#### [Exercises to complete]
a: In the thread on moving Prometheus to oauth2-proxy, translate this sentence into German: "For now oauth2-proxy can't be reliably installed on bullseye systems because systemd-sysusers segfaults there with long /etc/gshadow entries."
b: Extend the thread on moving Prometheus to oauth2-proxy, picking up after its final sentence.

Change 953207 had a related patch set uploaded (by Herron; author: Herron):

[operations/puppet@production] Revert "trafficserver: Use svc urls for eqiad/codfw"

https://gerrit.wikimedia.org/r/953207

Change 953207 merged by Herron:

[operations/puppet@production] Revert "trafficserver: Use svc urls for eqiad/codfw"

https://gerrit.wikimedia.org/r/953207

Hi,

Just FYI, JS and CSS are currently broken on prometheus-{eqiad,codfw}.wikipedia.org due to 401 and 403 errors, with some CORS sprinkled in

Thanks for reporting. I reverted the above to stop these errors while we work on a longer term fix.

With oauth2-proxy deployed successfully for thanos.w.o we can deploy it to prometheus too and thus have prometheus-https backed by multiple hosts with SSO

An example task of such migration is https://phabricator.wikimedia.org/T246998, which basically translates to:

  • provision a new oidc client for prometheus in idp
  • introduce a prometheus apache configuration to proxy requests for prometheus-SITE.wikimedia.org to oauth2-proxy
  • configure oauth2-proxy to proxy authenticated requests to prometheus.svc.SITE.wmnet
fgiunchedi raised the priority of this task from Low to Medium.

Change #1061944 had a related patch set uploaded (by Filippo Giunchedi; author: Filippo Giunchedi):

[operations/puppet@production] idp: add prometheus OIDC client

https://gerrit.wikimedia.org/r/1061944

Change #1061944 merged by Filippo Giunchedi:

[operations/puppet@production] idp: add prometheus OIDC client

https://gerrit.wikimedia.org/r/1061944

Change #1062393 had a related patch set uploaded (by Filippo Giunchedi; author: Filippo Giunchedi):

[operations/puppet@production] prometheus: add oauth2-proxy for OIDC authentication

https://gerrit.wikimedia.org/r/1062393

Change #1062393 merged by Filippo Giunchedi:

[operations/puppet@production] prometheus: add oauth2-proxy for OIDC authentication

https://gerrit.wikimedia.org/r/1062393

Change #1063737 had a related patch set uploaded (by Filippo Giunchedi; author: Filippo Giunchedi):

[operations/puppet@production] prometheus: fix auth_cas vhost configuration

https://gerrit.wikimedia.org/r/1063737

Change #1063737 merged by Filippo Giunchedi:

[operations/puppet@production] prometheus: fix auth_cas vhost configuration

https://gerrit.wikimedia.org/r/1063737

Change #1063761 had a related patch set uploaded (by Filippo Giunchedi; author: Filippo Giunchedi):

[operations/puppet@production] prometheus: enable oidc auth

https://gerrit.wikimedia.org/r/1063761

Change #1063761 merged by Filippo Giunchedi:

[operations/puppet@production] prometheus: enable oidc auth

https://gerrit.wikimedia.org/r/1063761

For now oauth2-proxy can't be reliably installed on bullseye systems because systemd-sysusers segfaults there with long /etc/gshadow entries. See also T372472: docker-registry.wikimedia.org/dcl-puppet-pki fails to install debmonitor-client and T256098: Segfault for systemd-sysusers.service on stat1007

Update after team meeting: I'll be starting the in-place Bookworm upgrade since it'll unblock this issue, it is something we have to do anyways, and I have prometheus host in Pontoon running on Bookworm with no obvious problems.

#### [Supplied data]
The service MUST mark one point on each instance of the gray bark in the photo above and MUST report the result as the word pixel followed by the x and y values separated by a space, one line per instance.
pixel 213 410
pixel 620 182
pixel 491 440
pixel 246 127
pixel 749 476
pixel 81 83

--

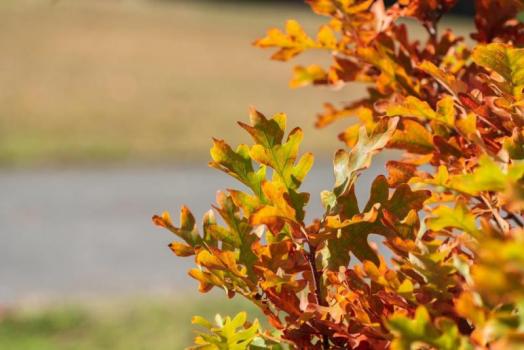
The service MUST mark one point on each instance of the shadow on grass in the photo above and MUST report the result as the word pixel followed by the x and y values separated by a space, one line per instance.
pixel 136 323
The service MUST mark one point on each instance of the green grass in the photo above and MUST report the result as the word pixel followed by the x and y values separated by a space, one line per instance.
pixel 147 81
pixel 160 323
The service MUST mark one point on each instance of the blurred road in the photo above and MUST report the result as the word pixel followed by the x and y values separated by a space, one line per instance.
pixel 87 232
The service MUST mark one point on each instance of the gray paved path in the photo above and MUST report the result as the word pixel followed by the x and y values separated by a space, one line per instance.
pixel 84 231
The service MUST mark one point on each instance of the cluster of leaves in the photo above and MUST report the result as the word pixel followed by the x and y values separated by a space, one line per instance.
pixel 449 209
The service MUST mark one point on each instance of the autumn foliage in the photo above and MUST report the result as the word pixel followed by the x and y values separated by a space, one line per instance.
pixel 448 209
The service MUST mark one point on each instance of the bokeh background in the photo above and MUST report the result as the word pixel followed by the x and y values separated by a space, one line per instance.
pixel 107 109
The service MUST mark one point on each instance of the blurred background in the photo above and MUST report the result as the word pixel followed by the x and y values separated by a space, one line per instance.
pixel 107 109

#### [Replies]
a: Vorerst lässt sich oauth2-proxy auf Bullseye-Systemen nicht zuverlässig installieren, weil systemd-sysusers dort bei langen /etc/gshadow-Einträgen mit einem Segfault abstürzt.

b:
Mentioned in SAL (#wikimedia-operations) [2024-08-22T09:34:29Z] <godog> start prometheus2006 bookworm upgrade - T326657

I tested the bookworm in place upgrade on prometheus2006 and things seem to be working as expected. I did the following:

depool # only for codfw/eqiad
disable-puppet 'bookworm upgrade'
sed -i 's/bullseye/bookworm/g' /etc/apt/sources.list /etc/apt/sources.list.d/*.list
rm /etc/apt/sources.list.d/repository_puppet.list
apt update  #  the debmonitor update will timeout, that's fine
# first run of upgrades, should run unattended. the debmonitor update may timeout
DEBIAN_FRONTEND=noninteractive apt -y -o Dpkg::Options::="--force-confdef" -o Dpkg::Options::="--force-confold"  upgrade
# ditto
DEBIAN_FRONTEND=noninteractive apt -y -o Dpkg::Options::="--force-confdef" -o Dpkg::Options::="--force-confold"  dist-upgrade
run-puppet-agent --force
apt update
apt -y upgrade
run-puppet-agent

Then reboot the host via sre.hosts.reboot-single, wait for reboot, then

pool # only for codfw/eqiad

Mentioned in SAL (#wikimedia-operations) [2024-08-23T07:27:16Z] <godog> start prometheus1006 bookworm upgrade - T326657

The two hosts in Bookworm (prometheus2006 and prometheus1006) work well, the only problem I could find is that probes for puppetmaster https endpoints (not puppetserver!) are failing, this is a long-standing issue due to the fact that said endpoints use certs without SAN. Bookworm prometheus-blackbox-exporter has been compiled with newer golang (>= 1.17) which doesn't allow to ignore certs without SANs anymore.

Given the following:

  • puppetmaster hosts are going away
  • if said endpoints are failing then we notice anyways because puppet agent run starts failing

I'm for acking the probefailure alerts for puppetmaster hosts only, given that they are effectively a false positive now. What do you think @jhathaway ?

Change #1066685 had a related patch set uploaded (by Filippo Giunchedi; author: Filippo Giunchedi):

[operations/puppet@production] prometheus: remove x509ignoreCN=0 from blackbox exporter

https://gerrit.wikimedia.org/r/1066685

Change #1066685 merged by Filippo Giunchedi:

[operations/puppet@production] prometheus: remove x509ignoreCN=0 from blackbox exporter

https://gerrit.wikimedia.org/r/1066685

I'm for acking the probefailure alerts for puppetmaster hosts only, given that they are effectively a false positive now. What do you think @jhathaway ?

that sounds fine, thanks for asking

I'm for acking the probefailure alerts for puppetmaster hosts only, given that they are effectively a false positive now. What do you think @jhathaway ?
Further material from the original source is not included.